§ WORK TO BE COMPLETED: Please give a word-for-word repeat of the line containing "Query: front lawn" and all lines that come after it in the entries below, ending at the last line.

§ GIVEN DATA:
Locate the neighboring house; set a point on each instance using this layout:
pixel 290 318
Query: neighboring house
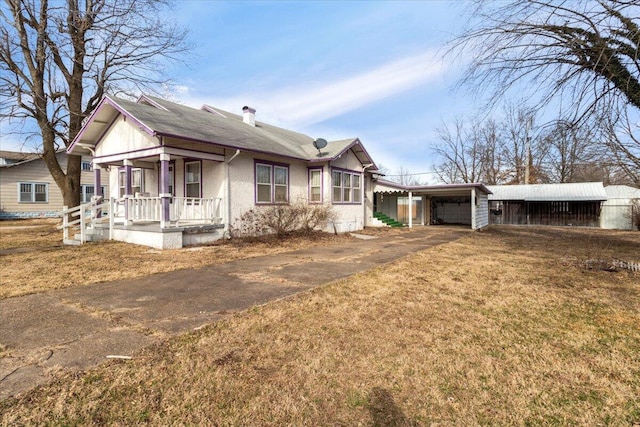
pixel 462 204
pixel 27 189
pixel 573 204
pixel 182 176
pixel 618 210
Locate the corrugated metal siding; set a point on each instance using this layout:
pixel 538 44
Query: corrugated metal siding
pixel 622 192
pixel 35 171
pixel 573 192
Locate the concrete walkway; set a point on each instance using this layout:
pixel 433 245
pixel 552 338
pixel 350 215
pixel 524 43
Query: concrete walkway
pixel 78 328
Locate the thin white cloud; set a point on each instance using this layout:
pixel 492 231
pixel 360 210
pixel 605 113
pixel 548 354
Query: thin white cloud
pixel 305 104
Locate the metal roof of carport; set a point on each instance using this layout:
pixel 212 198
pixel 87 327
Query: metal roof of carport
pixel 382 186
pixel 571 192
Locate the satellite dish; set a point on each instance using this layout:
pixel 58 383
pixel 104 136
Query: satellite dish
pixel 320 143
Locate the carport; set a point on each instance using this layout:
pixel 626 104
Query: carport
pixel 462 204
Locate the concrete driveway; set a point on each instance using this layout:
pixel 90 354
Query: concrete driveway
pixel 78 328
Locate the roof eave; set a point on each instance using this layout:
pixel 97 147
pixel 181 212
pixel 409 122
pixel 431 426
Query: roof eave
pixel 106 100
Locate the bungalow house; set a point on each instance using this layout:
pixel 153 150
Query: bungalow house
pixel 27 189
pixel 180 176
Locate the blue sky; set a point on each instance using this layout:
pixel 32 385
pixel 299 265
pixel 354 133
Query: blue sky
pixel 329 69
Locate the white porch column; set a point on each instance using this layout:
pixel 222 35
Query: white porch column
pixel 165 195
pixel 97 189
pixel 473 208
pixel 128 165
pixel 410 209
pixel 96 181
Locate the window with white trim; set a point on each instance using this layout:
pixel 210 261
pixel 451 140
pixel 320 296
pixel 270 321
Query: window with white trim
pixel 272 183
pixel 33 192
pixel 137 181
pixel 355 187
pixel 315 185
pixel 346 187
pixel 192 179
pixel 88 191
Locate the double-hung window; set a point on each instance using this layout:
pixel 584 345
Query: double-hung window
pixel 193 179
pixel 272 183
pixel 346 187
pixel 137 182
pixel 88 191
pixel 33 192
pixel 315 185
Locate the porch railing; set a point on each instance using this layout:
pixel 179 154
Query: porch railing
pixel 182 210
pixel 84 218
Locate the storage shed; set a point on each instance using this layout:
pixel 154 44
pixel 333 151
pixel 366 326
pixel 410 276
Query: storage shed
pixel 573 204
pixel 618 210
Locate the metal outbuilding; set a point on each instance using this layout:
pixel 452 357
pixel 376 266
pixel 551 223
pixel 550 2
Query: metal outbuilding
pixel 573 204
pixel 619 209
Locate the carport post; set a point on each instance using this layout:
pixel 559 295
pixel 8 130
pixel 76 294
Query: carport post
pixel 410 209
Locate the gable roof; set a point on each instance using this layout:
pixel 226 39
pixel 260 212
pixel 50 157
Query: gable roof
pixel 572 192
pixel 13 158
pixel 159 117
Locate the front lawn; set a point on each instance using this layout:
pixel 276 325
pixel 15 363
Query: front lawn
pixel 511 326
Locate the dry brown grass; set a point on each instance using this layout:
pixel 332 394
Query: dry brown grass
pixel 504 327
pixel 34 260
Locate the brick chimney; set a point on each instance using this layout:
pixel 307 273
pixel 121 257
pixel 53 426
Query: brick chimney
pixel 249 115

§ TASK SOLUTION:
Query: front lawn
pixel 511 326
Locate the dry brown grass; set a point on each instance using this layout:
pixel 332 394
Query: dry brown grass
pixel 504 327
pixel 34 260
Locate the brick chimney; set a point on each instance using this layout:
pixel 307 273
pixel 121 257
pixel 53 426
Query: brick chimney
pixel 249 115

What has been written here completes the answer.